#### Given data ####
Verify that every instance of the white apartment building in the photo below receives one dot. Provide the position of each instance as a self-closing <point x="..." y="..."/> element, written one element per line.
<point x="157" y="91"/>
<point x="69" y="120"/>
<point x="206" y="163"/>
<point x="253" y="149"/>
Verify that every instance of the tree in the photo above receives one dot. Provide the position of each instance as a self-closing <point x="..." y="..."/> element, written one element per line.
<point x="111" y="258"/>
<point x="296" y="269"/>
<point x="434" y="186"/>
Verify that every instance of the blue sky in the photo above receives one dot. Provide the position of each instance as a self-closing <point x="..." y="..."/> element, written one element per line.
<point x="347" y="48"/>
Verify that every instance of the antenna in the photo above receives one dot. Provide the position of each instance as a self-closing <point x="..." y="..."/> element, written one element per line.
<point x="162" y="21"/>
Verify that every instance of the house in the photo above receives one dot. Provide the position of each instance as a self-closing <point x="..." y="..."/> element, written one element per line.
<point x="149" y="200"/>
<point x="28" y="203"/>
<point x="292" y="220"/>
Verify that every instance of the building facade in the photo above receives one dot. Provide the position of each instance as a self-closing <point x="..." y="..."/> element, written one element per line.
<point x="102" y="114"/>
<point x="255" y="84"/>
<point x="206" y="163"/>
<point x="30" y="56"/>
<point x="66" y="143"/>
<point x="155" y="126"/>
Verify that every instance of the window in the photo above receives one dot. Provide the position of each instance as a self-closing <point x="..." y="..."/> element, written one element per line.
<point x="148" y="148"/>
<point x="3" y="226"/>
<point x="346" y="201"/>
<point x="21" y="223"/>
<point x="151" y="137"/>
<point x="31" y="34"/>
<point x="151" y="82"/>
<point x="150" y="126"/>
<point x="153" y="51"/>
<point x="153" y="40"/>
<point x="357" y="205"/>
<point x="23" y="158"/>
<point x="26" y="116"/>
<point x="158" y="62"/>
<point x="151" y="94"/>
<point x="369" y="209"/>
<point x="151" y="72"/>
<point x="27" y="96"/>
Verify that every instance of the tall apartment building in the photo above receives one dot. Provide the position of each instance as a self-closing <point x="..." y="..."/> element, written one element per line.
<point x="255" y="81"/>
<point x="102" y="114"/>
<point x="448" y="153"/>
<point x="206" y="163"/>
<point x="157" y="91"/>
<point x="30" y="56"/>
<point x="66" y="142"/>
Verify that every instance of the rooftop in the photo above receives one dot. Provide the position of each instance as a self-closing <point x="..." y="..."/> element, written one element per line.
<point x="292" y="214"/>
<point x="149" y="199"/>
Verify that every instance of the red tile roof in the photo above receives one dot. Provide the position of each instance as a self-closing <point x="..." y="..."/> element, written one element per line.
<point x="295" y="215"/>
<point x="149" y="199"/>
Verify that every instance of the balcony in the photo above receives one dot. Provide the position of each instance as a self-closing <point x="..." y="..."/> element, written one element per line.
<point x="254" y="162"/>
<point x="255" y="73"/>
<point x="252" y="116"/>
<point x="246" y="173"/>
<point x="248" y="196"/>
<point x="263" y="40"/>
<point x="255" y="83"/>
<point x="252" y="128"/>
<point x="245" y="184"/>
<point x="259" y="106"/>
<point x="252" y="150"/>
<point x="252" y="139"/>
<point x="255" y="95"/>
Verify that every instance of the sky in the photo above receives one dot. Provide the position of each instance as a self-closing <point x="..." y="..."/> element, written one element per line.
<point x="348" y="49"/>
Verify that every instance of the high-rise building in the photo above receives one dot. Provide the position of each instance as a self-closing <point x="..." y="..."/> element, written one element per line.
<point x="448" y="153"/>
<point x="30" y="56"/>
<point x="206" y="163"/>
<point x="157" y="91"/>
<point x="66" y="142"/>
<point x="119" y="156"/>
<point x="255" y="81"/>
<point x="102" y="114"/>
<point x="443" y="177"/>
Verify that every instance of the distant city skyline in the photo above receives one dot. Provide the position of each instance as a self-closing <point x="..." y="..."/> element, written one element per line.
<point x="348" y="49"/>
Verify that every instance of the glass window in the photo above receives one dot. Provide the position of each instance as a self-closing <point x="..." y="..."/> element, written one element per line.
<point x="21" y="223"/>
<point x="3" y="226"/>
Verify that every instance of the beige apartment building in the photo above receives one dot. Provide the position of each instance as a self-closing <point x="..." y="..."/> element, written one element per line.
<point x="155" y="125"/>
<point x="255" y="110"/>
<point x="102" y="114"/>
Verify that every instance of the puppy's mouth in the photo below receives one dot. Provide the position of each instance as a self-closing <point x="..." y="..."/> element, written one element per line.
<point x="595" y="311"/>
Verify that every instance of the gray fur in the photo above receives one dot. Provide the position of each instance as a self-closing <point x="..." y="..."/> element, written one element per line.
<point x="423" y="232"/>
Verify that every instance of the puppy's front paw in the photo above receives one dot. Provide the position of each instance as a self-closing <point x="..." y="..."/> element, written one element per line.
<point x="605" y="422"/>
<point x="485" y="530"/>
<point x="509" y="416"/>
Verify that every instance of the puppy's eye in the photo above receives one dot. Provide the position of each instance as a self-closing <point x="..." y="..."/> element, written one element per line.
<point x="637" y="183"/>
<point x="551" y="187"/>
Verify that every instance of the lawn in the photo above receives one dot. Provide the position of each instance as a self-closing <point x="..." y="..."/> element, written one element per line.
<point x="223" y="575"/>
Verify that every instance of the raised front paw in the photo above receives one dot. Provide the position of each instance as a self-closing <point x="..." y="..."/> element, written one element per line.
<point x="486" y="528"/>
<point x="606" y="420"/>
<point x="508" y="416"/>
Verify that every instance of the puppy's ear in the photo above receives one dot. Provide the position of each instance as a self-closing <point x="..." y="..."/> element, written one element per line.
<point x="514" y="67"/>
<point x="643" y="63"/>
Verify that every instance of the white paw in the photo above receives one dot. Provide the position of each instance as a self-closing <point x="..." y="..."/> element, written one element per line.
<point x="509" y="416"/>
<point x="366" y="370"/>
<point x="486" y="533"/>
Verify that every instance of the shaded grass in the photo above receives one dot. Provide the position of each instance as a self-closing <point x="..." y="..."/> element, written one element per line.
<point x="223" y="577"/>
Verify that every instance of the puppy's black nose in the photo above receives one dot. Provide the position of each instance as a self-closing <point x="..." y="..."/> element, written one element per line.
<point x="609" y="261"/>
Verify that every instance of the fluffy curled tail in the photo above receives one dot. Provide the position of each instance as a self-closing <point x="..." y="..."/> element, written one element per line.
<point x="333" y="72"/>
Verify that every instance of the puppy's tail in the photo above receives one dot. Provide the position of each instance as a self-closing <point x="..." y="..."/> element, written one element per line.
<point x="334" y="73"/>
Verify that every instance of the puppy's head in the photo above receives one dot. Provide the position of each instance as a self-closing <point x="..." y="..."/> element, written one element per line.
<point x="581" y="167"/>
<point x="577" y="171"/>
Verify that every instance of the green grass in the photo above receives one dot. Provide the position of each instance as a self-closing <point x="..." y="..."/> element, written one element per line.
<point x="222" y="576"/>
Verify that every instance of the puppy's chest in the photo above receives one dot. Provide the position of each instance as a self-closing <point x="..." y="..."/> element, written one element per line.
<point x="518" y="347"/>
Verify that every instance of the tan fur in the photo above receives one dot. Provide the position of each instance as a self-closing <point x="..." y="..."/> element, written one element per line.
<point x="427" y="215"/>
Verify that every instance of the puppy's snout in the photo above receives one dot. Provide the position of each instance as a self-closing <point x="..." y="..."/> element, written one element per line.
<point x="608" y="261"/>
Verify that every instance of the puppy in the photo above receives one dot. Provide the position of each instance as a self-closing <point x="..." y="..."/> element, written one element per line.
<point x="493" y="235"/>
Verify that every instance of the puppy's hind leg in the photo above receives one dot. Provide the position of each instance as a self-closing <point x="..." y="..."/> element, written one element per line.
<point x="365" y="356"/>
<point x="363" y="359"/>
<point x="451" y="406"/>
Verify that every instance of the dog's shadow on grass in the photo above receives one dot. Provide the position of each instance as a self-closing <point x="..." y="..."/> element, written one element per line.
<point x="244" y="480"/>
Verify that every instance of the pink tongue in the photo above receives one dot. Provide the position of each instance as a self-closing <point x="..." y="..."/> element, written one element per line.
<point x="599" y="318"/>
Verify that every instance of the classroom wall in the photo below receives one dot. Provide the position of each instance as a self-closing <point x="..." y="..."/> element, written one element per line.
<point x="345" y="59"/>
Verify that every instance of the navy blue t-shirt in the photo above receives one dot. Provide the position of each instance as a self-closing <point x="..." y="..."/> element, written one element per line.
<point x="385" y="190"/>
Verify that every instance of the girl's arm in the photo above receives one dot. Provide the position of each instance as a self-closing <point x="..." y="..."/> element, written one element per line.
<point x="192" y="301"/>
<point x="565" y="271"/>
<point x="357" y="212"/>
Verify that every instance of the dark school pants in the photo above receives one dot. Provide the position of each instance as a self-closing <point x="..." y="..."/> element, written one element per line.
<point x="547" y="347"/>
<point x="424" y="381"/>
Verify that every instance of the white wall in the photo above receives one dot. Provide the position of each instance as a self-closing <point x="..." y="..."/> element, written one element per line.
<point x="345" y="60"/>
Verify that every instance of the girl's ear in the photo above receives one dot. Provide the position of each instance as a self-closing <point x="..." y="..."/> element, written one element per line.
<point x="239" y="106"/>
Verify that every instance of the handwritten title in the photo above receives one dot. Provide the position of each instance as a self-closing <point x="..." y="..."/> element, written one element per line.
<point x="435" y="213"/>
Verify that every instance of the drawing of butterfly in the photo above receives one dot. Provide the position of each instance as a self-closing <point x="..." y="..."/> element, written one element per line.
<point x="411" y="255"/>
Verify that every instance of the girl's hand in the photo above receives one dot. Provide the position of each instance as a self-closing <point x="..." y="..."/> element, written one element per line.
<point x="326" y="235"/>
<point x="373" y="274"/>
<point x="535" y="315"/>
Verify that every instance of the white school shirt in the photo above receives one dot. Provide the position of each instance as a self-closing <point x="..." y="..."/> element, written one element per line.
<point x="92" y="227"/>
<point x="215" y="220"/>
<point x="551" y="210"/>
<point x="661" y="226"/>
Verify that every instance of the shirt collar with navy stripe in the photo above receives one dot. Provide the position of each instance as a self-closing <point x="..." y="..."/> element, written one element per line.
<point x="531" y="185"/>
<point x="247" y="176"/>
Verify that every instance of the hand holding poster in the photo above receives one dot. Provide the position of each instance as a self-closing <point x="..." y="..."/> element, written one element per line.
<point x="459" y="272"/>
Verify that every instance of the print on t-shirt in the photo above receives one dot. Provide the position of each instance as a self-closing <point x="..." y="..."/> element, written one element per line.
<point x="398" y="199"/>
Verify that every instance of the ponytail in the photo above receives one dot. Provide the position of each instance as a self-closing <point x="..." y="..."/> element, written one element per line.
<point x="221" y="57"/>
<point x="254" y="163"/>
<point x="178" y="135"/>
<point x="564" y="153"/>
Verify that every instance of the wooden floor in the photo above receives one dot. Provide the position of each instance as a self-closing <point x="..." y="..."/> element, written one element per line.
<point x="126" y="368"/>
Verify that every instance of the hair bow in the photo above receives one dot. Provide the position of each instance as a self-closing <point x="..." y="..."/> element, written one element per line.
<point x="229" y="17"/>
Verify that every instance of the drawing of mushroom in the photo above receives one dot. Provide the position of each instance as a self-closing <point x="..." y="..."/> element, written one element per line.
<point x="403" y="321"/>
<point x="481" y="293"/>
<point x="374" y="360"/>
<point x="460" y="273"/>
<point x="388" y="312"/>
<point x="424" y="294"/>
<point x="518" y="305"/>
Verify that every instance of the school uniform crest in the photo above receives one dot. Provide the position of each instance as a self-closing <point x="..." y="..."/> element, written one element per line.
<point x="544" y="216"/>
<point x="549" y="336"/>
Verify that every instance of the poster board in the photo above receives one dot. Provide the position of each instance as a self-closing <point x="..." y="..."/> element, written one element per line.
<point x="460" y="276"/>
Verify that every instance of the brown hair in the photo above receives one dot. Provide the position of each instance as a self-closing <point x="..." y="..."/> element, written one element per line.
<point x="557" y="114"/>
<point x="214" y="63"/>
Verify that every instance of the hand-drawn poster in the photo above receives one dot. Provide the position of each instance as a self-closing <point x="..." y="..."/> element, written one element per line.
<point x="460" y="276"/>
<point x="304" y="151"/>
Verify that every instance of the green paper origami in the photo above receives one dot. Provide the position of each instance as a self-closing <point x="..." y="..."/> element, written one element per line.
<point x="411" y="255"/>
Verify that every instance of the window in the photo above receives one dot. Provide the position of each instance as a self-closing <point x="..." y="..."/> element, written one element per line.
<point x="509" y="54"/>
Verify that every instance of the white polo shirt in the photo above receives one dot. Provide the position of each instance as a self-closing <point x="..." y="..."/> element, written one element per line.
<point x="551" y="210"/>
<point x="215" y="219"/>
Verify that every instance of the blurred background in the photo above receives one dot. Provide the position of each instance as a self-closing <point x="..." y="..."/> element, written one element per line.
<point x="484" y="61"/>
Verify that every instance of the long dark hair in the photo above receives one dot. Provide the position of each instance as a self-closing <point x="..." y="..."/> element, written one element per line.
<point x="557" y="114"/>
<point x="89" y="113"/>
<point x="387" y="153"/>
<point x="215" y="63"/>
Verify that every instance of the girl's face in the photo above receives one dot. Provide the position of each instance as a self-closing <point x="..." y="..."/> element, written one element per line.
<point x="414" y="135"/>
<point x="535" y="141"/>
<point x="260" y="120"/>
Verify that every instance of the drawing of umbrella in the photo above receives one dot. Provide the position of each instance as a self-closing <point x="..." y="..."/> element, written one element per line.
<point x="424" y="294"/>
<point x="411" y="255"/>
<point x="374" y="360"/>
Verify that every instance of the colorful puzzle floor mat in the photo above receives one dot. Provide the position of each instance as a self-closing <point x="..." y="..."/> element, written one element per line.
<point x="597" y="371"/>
####
• _Instructions for the task_
Reproduce the rows word for word, starting at the line that contains "Verify that every instance of the drawing of umbrella" and running through the last line of the rows.

• _Exercise output_
Verify that every instance of the drawing of umbrella in the photo above receives one dot. Provide the position of each instance as a self-closing <point x="..." y="..."/> element, written one element per line.
<point x="424" y="294"/>
<point x="411" y="255"/>
<point x="374" y="360"/>
Verify that every instance of the colorful puzzle floor mat in the photo above receives one dot. Provide the position of each instance as a self-closing <point x="..." y="..."/> element, written one element per line.
<point x="597" y="371"/>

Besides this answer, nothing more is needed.